▶ **What the exercise asks**
Extract the lines of the records verbatim, starting with the line that contains "task: give the outline of each instance of the rectangular" and going on through the line that contains "[[[3,1],[3,169],[255,166],[255,2]]]", both included. Omit the pictures from your answer.
### Data provided ###
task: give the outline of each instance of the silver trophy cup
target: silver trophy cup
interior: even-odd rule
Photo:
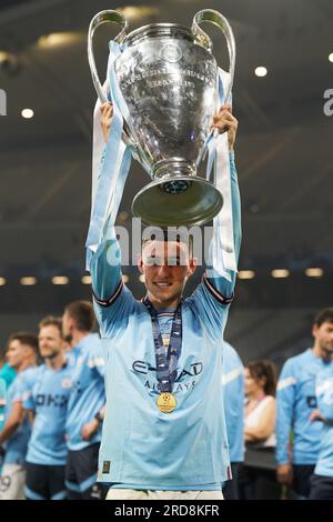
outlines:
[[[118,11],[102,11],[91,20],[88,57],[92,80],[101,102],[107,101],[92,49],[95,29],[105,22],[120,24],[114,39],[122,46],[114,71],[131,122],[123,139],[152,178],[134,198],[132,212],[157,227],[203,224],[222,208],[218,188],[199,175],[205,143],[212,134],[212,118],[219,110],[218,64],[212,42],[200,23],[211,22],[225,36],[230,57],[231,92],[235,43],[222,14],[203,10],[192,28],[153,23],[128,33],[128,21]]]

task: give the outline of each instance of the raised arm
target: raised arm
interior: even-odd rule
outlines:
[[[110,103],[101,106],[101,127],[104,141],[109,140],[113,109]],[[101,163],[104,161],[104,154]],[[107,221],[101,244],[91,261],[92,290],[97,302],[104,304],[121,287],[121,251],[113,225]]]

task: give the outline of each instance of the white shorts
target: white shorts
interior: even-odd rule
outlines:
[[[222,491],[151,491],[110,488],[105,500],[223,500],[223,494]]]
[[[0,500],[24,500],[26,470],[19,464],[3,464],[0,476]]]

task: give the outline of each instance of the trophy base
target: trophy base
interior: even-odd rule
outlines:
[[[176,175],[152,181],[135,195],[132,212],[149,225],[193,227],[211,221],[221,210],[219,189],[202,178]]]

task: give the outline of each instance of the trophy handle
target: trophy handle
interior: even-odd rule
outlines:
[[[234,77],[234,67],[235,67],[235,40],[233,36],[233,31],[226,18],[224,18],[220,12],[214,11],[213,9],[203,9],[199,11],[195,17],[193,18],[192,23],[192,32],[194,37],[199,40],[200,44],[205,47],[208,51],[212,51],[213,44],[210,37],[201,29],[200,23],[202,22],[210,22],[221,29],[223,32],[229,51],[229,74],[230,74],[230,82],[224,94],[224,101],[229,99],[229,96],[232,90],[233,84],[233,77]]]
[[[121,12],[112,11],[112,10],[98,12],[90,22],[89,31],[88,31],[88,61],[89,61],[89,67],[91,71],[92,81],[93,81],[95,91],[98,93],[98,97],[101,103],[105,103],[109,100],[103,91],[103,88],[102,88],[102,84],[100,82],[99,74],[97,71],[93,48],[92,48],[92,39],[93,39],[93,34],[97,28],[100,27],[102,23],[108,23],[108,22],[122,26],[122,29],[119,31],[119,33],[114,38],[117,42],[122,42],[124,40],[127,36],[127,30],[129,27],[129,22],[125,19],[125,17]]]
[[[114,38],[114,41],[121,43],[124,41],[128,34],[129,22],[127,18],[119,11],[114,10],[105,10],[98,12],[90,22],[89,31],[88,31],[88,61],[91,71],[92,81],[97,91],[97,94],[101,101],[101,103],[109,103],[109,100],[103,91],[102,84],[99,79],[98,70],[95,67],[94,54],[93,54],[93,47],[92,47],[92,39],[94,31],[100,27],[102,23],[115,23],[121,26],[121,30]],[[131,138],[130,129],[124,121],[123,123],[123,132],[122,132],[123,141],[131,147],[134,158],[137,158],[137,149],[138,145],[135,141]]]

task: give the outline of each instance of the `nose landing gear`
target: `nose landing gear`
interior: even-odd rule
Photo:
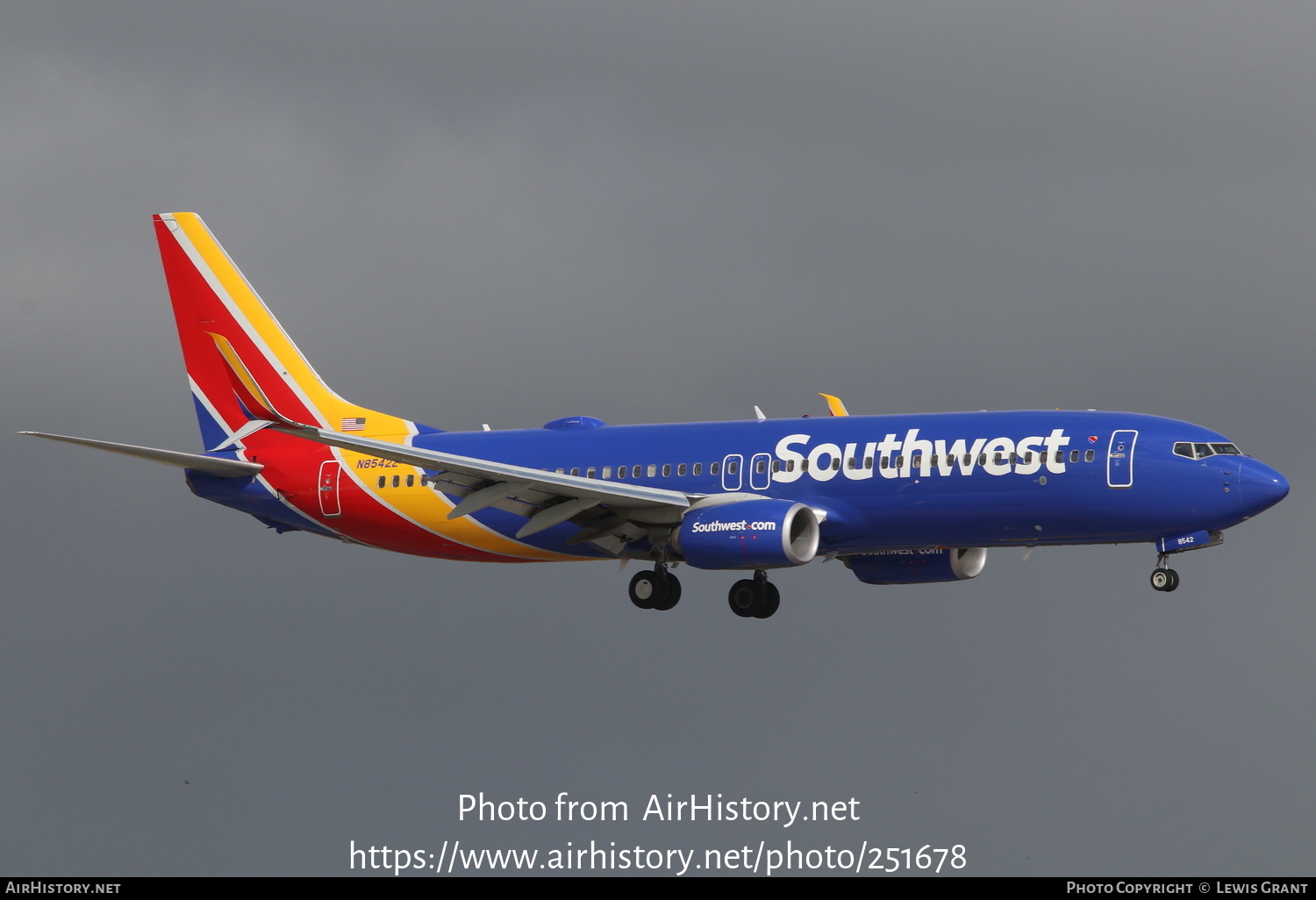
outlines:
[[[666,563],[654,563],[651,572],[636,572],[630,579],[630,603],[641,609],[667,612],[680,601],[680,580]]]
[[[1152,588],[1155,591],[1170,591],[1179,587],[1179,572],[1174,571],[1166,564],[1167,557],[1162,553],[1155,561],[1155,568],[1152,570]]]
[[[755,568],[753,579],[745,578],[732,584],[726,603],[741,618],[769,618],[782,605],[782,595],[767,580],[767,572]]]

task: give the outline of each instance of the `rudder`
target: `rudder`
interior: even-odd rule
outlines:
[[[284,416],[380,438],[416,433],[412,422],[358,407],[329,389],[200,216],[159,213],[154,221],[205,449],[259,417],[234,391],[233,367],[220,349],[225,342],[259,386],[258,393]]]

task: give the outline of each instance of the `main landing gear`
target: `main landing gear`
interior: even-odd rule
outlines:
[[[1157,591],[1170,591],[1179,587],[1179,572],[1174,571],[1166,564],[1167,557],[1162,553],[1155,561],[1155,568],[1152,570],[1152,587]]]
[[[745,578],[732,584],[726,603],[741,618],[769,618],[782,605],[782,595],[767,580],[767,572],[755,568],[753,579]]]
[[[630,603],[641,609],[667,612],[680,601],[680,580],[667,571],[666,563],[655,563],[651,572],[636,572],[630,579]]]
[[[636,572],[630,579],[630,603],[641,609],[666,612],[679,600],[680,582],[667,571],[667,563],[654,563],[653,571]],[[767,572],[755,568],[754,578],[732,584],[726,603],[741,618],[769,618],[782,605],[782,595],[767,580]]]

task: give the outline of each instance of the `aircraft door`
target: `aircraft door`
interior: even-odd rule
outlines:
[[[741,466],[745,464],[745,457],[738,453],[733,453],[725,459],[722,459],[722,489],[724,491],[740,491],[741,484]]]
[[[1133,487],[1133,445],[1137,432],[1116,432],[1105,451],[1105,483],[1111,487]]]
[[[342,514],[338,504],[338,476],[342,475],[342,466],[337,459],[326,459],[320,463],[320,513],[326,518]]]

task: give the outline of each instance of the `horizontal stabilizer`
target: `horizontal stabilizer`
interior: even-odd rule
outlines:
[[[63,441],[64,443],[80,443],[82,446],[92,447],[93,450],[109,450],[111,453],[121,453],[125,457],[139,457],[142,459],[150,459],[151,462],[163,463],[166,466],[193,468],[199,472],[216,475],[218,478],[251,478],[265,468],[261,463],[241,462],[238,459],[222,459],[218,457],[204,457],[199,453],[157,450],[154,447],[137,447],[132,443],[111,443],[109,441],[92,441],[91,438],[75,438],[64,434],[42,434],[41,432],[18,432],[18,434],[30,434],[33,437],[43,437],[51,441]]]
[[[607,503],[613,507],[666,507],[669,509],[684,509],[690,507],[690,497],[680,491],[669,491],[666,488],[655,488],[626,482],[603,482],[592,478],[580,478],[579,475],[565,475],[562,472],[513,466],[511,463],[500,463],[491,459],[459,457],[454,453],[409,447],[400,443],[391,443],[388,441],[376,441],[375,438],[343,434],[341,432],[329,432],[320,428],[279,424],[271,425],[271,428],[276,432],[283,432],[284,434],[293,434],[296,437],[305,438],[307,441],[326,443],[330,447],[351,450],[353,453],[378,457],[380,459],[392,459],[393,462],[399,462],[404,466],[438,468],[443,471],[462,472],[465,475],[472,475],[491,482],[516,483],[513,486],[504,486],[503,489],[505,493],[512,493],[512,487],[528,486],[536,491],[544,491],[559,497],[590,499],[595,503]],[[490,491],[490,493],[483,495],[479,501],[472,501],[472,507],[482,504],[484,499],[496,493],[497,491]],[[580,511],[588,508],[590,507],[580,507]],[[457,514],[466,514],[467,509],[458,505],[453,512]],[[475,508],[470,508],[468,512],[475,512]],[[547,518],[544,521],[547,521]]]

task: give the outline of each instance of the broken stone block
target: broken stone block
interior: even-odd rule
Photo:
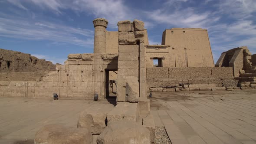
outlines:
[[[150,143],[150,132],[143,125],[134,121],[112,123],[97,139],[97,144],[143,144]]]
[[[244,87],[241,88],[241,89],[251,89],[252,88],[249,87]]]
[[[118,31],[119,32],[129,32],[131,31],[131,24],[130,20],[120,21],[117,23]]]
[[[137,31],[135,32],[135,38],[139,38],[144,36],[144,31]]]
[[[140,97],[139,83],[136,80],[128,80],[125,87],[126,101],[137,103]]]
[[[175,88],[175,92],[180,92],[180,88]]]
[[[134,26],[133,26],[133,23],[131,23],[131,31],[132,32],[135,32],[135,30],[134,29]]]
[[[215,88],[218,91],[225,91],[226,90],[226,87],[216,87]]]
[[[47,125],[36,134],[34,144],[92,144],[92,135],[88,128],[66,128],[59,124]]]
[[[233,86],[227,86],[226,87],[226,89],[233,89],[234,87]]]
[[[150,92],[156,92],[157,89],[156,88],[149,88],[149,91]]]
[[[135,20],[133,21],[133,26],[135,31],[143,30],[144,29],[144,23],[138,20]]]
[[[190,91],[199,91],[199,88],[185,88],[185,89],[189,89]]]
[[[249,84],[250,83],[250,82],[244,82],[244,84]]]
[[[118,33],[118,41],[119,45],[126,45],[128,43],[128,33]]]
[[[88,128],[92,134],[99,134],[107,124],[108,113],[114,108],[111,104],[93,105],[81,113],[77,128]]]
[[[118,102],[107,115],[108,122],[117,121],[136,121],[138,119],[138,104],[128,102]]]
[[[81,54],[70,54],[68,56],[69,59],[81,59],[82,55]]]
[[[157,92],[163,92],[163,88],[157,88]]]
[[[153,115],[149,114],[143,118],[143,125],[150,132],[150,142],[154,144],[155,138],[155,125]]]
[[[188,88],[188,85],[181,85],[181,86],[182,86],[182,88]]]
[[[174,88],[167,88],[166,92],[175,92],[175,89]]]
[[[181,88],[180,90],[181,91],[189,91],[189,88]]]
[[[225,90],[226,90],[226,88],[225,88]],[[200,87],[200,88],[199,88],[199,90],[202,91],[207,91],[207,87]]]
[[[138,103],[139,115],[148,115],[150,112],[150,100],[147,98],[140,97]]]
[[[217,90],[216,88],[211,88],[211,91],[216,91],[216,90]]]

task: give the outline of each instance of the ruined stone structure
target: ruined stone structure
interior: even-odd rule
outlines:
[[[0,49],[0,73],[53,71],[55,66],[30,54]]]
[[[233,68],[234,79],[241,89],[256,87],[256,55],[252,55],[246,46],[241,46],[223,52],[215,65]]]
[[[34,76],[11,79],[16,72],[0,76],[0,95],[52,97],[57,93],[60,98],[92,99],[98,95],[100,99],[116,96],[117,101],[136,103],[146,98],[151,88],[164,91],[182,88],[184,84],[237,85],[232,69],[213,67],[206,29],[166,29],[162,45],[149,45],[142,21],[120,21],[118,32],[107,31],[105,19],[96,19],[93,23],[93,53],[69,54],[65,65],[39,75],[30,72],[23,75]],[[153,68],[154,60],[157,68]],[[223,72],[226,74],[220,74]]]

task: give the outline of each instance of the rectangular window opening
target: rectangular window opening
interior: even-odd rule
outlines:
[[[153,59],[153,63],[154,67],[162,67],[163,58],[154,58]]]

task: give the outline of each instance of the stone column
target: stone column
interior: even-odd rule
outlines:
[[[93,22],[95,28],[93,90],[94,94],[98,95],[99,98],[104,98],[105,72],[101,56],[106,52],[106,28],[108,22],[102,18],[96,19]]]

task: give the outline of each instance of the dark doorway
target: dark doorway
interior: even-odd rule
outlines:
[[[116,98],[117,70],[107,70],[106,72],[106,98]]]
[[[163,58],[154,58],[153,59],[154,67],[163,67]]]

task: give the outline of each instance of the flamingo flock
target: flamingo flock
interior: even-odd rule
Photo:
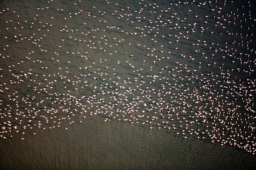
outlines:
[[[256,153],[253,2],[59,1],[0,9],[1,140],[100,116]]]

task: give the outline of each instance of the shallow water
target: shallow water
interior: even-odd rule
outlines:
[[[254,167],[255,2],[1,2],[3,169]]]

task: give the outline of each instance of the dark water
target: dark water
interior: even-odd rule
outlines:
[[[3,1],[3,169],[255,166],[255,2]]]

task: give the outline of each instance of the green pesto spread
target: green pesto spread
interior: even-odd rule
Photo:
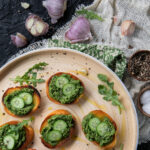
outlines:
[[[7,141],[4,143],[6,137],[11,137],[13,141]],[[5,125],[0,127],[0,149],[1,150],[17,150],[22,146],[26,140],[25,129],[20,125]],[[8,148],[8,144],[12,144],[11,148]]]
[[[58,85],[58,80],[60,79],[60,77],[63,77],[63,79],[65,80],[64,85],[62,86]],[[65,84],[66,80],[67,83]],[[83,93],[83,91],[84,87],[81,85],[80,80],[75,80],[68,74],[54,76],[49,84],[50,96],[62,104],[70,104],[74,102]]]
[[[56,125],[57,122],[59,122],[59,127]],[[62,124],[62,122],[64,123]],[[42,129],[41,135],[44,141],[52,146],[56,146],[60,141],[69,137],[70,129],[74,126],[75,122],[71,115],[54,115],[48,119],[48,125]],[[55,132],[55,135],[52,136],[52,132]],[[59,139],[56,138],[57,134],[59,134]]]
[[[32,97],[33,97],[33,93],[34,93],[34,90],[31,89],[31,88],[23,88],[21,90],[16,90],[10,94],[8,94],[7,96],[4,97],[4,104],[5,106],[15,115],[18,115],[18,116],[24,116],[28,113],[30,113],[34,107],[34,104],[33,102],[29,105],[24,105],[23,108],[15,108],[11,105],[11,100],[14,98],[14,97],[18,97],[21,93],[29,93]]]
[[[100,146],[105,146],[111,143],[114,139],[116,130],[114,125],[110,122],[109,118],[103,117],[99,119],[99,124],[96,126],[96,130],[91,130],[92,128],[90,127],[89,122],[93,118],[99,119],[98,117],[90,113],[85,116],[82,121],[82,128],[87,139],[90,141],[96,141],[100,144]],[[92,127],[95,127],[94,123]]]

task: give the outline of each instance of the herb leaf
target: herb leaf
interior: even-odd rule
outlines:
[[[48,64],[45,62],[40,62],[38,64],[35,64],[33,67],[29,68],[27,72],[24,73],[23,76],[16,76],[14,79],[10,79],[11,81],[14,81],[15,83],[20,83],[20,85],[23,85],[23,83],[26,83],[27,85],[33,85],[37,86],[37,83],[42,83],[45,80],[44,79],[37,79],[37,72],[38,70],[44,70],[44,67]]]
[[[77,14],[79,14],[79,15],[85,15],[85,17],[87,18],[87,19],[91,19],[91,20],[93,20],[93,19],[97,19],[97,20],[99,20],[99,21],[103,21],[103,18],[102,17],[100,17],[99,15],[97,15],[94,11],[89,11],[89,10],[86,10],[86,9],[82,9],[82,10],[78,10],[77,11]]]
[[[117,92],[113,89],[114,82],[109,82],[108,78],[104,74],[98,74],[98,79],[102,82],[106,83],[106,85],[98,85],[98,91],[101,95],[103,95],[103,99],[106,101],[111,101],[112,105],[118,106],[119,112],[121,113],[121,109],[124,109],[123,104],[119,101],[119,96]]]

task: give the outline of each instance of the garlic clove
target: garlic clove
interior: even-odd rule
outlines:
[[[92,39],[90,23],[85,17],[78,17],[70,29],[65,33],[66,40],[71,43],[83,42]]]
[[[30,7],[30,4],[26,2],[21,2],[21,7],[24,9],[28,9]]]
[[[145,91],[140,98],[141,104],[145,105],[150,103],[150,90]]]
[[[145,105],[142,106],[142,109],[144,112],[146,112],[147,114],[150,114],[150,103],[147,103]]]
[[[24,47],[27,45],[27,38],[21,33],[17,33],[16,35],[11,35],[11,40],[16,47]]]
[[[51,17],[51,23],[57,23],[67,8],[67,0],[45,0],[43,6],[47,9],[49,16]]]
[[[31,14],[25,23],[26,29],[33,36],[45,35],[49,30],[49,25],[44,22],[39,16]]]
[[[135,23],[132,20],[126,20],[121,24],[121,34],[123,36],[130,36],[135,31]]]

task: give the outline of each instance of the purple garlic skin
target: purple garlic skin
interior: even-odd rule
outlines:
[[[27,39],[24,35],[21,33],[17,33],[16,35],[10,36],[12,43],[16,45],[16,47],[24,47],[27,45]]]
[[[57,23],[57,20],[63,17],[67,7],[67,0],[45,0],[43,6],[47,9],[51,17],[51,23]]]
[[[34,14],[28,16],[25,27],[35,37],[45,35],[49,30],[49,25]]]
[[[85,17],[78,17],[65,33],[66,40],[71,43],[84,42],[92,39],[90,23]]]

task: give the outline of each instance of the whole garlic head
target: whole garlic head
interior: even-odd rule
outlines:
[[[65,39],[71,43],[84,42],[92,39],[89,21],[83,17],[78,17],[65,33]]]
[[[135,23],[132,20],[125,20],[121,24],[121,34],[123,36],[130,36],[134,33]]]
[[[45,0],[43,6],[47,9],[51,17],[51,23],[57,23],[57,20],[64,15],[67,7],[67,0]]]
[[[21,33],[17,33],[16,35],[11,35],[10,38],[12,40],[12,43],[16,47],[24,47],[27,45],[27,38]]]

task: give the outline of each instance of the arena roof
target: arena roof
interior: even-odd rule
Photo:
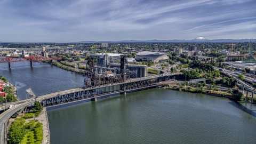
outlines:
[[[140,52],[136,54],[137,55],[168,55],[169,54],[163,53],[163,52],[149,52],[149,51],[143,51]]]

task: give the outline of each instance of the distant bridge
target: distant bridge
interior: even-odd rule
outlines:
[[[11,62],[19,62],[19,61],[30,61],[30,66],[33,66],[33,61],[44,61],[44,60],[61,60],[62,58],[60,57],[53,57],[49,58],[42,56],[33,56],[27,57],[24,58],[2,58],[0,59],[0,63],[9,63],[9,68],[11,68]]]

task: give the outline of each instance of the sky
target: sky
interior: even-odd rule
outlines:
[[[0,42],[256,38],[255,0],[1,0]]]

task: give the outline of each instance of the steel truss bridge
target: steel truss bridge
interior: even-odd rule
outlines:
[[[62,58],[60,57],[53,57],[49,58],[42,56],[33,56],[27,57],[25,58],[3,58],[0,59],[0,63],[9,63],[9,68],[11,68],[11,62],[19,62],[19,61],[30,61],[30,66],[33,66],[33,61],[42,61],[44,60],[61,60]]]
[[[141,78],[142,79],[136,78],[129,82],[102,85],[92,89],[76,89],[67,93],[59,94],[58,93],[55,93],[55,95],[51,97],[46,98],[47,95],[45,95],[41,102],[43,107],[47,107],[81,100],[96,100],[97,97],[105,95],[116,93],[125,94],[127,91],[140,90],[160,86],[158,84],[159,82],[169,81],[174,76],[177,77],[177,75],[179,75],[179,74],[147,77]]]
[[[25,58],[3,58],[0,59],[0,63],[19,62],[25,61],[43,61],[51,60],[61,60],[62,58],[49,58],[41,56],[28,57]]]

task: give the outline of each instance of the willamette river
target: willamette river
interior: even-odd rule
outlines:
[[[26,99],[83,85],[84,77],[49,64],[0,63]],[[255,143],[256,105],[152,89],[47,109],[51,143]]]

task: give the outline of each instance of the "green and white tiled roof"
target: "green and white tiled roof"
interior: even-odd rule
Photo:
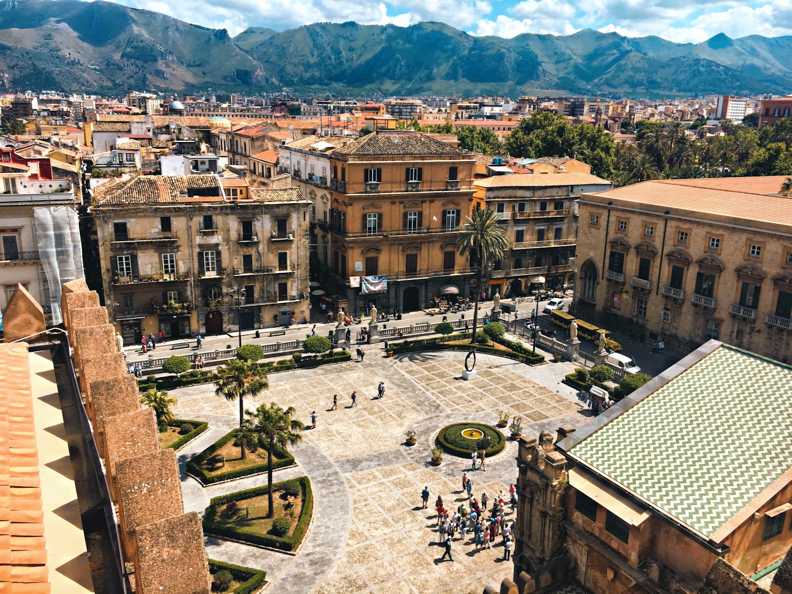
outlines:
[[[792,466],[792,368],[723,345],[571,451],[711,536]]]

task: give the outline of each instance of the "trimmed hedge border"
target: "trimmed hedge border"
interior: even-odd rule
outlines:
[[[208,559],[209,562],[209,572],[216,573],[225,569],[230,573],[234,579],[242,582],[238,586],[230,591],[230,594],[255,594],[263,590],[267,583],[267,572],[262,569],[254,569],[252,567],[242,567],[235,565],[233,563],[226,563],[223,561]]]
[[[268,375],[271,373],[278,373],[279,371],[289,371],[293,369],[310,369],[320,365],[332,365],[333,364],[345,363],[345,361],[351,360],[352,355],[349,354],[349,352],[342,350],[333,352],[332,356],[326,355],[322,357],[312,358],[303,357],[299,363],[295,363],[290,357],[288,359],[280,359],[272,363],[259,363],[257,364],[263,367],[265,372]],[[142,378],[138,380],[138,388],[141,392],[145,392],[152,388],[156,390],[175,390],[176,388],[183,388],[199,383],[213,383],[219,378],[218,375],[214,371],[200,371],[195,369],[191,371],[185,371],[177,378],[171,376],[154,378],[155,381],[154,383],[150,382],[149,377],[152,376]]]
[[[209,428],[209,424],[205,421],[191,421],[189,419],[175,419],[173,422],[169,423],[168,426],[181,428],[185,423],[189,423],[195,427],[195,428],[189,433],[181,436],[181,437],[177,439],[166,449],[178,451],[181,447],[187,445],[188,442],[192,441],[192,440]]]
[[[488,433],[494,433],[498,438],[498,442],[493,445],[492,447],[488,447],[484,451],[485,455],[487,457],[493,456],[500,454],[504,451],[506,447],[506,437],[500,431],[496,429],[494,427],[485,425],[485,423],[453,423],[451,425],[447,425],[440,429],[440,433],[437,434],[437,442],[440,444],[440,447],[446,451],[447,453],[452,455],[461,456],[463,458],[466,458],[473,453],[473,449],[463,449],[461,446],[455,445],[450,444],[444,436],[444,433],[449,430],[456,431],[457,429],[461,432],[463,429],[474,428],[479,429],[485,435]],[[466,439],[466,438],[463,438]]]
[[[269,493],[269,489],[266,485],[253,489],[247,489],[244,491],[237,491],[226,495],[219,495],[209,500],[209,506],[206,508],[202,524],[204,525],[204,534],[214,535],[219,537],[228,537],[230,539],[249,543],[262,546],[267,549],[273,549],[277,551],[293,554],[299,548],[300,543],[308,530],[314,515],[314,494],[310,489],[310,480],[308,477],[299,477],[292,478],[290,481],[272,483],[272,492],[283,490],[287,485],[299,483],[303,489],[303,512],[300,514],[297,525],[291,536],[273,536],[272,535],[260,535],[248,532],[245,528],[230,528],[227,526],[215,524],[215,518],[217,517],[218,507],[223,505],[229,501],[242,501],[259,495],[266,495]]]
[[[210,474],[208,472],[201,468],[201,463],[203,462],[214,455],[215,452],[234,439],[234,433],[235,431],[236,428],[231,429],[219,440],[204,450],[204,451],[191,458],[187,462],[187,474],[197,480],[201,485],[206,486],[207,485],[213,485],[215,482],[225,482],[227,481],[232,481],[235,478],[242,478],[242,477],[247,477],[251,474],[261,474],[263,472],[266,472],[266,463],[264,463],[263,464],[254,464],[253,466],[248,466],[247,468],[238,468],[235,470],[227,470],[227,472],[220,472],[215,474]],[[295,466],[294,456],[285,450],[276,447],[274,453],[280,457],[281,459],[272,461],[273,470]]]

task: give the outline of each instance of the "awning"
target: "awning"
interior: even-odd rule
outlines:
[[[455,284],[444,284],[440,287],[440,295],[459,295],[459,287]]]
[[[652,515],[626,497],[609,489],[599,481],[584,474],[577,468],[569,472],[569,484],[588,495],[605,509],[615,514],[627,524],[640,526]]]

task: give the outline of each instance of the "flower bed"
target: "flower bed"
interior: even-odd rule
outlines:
###
▶ **Solution to this exercise**
task: give the outline of each instance of the rectangular window opening
target: rectangular window opening
interior: even-odd rule
outlines:
[[[153,59],[153,63],[154,67],[162,67],[163,58],[154,58]]]

task: give the outline of each instance of the stone column
target: stone column
interior: even-odd rule
outlines:
[[[93,22],[95,28],[93,90],[94,94],[98,95],[99,98],[104,98],[105,72],[101,56],[106,52],[106,28],[108,22],[102,18],[96,19]]]

task: give the outline of each instance of the dark doorway
target: dark doorway
interior: even-odd rule
outlines:
[[[116,98],[117,70],[107,70],[106,72],[106,98]]]
[[[163,58],[154,58],[153,59],[154,67],[163,67]]]

task: give the outline of each instance of the flamingo flock
target: flamingo flock
interior: even-odd rule
Photo:
outlines:
[[[256,153],[253,2],[59,1],[0,9],[1,140],[100,116]]]

task: give the outline of each instance of the shallow water
target: shallow water
interior: even-odd rule
outlines:
[[[254,167],[255,2],[1,2],[3,169]]]

task: give the outline of each instance of the dark water
target: dark water
interior: even-odd rule
outlines:
[[[3,1],[3,169],[255,166],[255,2]]]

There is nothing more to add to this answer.